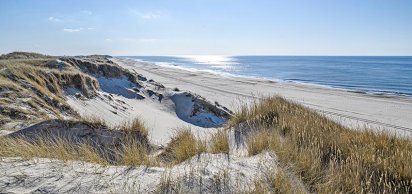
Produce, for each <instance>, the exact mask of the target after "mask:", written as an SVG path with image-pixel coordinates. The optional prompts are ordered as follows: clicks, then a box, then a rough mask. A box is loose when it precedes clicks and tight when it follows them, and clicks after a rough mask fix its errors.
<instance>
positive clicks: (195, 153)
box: [161, 128, 207, 164]
mask: <svg viewBox="0 0 412 194" xmlns="http://www.w3.org/2000/svg"><path fill="white" fill-rule="evenodd" d="M206 151H207V147H206V143H205V142H202V141H201V140H199V139H198V138H196V137H195V136H194V135H193V134H192V132H191V130H190V129H188V128H185V129H179V130H176V132H175V134H174V136H173V137H172V138H171V140H170V142H169V143H168V145H167V147H166V149H165V152H164V153H163V156H161V158H162V159H163V160H164V161H166V162H169V163H174V164H177V163H181V162H183V161H185V160H187V159H190V158H191V157H193V156H196V155H199V154H201V153H203V152H206Z"/></svg>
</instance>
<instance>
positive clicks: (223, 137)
mask: <svg viewBox="0 0 412 194" xmlns="http://www.w3.org/2000/svg"><path fill="white" fill-rule="evenodd" d="M229 151H230V147H229V135H228V133H227V131H225V130H219V131H217V132H216V133H215V134H213V135H212V139H211V147H210V152H211V153H213V154H218V153H224V154H229Z"/></svg>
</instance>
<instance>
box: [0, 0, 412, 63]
mask: <svg viewBox="0 0 412 194" xmlns="http://www.w3.org/2000/svg"><path fill="white" fill-rule="evenodd" d="M12 51H30V52H40V53H45V54H51V55H86V54H109V55H117V56H131V55H403V56H411V55H412V1H411V0H393V1H392V0H345V1H342V0H311V1H307V0H146V1H140V0H90V1H89V0H70V1H63V0H0V54H4V53H9V52H12Z"/></svg>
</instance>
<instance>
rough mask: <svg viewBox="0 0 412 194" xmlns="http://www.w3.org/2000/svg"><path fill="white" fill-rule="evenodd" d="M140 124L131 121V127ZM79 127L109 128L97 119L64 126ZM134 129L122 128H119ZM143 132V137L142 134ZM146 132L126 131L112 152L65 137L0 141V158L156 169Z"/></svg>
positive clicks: (155, 159) (17, 138)
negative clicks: (90, 163)
mask: <svg viewBox="0 0 412 194" xmlns="http://www.w3.org/2000/svg"><path fill="white" fill-rule="evenodd" d="M138 122H140V121H139V120H138V119H134V120H133V121H132V122H130V123H134V125H136V123H138ZM75 123H81V124H84V125H87V126H88V127H90V128H91V129H92V130H100V129H102V128H108V127H107V126H106V124H105V122H104V121H102V120H101V119H97V118H82V119H80V120H77V121H73V120H71V121H66V124H65V125H74V124H75ZM131 126H133V125H129V124H125V125H124V126H120V128H123V129H125V128H127V129H130V127H131ZM141 132H143V133H141ZM145 132H147V129H146V128H144V129H143V127H142V126H140V128H139V129H138V130H137V129H136V130H135V131H127V132H126V136H125V138H124V140H123V141H122V142H121V144H119V145H115V147H112V148H111V149H109V148H107V147H103V145H100V144H99V143H98V142H92V141H88V140H87V138H86V137H85V139H83V140H82V139H77V138H75V137H68V136H64V135H61V136H53V135H44V136H35V137H32V136H25V135H24V134H22V135H18V136H11V137H1V138H0V157H22V158H26V159H30V158H34V157H42V158H54V159H59V160H64V161H67V160H80V161H87V162H93V163H98V164H102V165H108V164H111V165H132V166H138V165H147V166H154V165H157V161H156V159H152V158H150V157H149V151H150V149H151V148H150V145H149V144H148V137H147V133H145Z"/></svg>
------------
REQUIREMENT => Rewrite all of the records above, replacing "positive clicks" with "foreground clicks" and leaving everything else unchanged. Leave the pictures out of your answer.

YOUR RESPONSE =>
Produce, for each <instance>, the exact mask of the target after "mask:", written as an SVG path with image-pixel coordinates. The optional prompts are ordered as follows: clicks, then a box, then a rough mask. A box is loose when it precedes clicks and tight when it follows them, and clicks after a rough mask fix its errors.
<instance>
foreground clicks: (195, 153)
box: [161, 128, 207, 164]
mask: <svg viewBox="0 0 412 194" xmlns="http://www.w3.org/2000/svg"><path fill="white" fill-rule="evenodd" d="M206 151H207V147H206V143H205V142H202V141H201V140H199V139H198V138H196V137H195V136H194V135H193V134H192V132H191V130H190V129H188V128H185V129H179V130H176V132H175V134H174V136H173V137H172V138H171V140H170V142H169V143H168V145H167V147H166V149H165V152H164V153H163V156H161V158H162V159H163V160H164V161H166V162H169V163H174V164H177V163H181V162H183V161H185V160H187V159H190V158H191V157H193V156H196V155H199V154H201V153H203V152H206Z"/></svg>
</instance>
<instance>
foreground clicks: (223, 137)
mask: <svg viewBox="0 0 412 194" xmlns="http://www.w3.org/2000/svg"><path fill="white" fill-rule="evenodd" d="M229 151H230V147H229V135H228V133H227V131H225V130H219V131H217V132H216V133H215V134H213V135H212V139H211V147H210V152H211V153H213V154H218V153H224V154H229Z"/></svg>
</instance>
<instance>
box: [0, 0, 412, 63]
mask: <svg viewBox="0 0 412 194" xmlns="http://www.w3.org/2000/svg"><path fill="white" fill-rule="evenodd" d="M12 51H30V52H40V53H45V54H51V55H86V54H109V55H117V56H131V55H403V56H411V55H412V1H411V0H393V1H392V0H345V1H342V0H311V1H307V0H146V1H140V0H90V1H89V0H70V1H63V0H0V54H4V53H9V52H12Z"/></svg>
</instance>
<instance>
rough mask: <svg viewBox="0 0 412 194" xmlns="http://www.w3.org/2000/svg"><path fill="white" fill-rule="evenodd" d="M140 124L131 121V127ZM79 127L109 128L97 119L64 126ZM134 129L122 128H119ZM143 132V137L142 134ZM146 132L126 131L112 152L65 137L0 141V158L156 169Z"/></svg>
foreground clicks: (155, 159) (17, 138)
negative clicks: (90, 163)
mask: <svg viewBox="0 0 412 194" xmlns="http://www.w3.org/2000/svg"><path fill="white" fill-rule="evenodd" d="M138 122H140V121H139V120H138V119H134V120H133V121H132V122H130V123H134V125H136V123H138ZM75 123H81V124H84V125H87V126H88V127H90V128H91V129H92V130H100V129H102V128H108V127H107V126H106V124H105V122H104V121H102V120H101V119H97V118H82V119H80V120H77V121H73V120H71V121H66V124H65V125H74V124H75ZM131 126H133V125H129V124H125V125H124V126H120V128H123V129H125V128H127V129H130V127H131ZM141 132H143V133H141ZM145 132H147V129H146V128H144V129H143V127H142V126H140V128H139V129H138V130H137V129H136V130H135V131H127V132H126V136H125V138H124V140H123V141H122V142H121V144H119V145H115V147H112V148H111V149H109V148H107V147H103V145H100V144H99V143H98V142H92V141H88V140H87V138H86V137H85V139H83V140H82V139H77V138H75V137H68V136H64V135H61V136H53V135H44V136H35V137H32V136H25V135H24V134H22V135H18V136H11V137H1V138H0V157H22V158H26V159H30V158H34V157H42V158H54V159H59V160H64V161H67V160H80V161H87V162H93V163H98V164H102V165H108V164H111V165H132V166H138V165H147V166H154V165H157V161H156V159H152V158H150V157H149V151H150V149H151V148H150V145H149V144H148V137H147V133H145Z"/></svg>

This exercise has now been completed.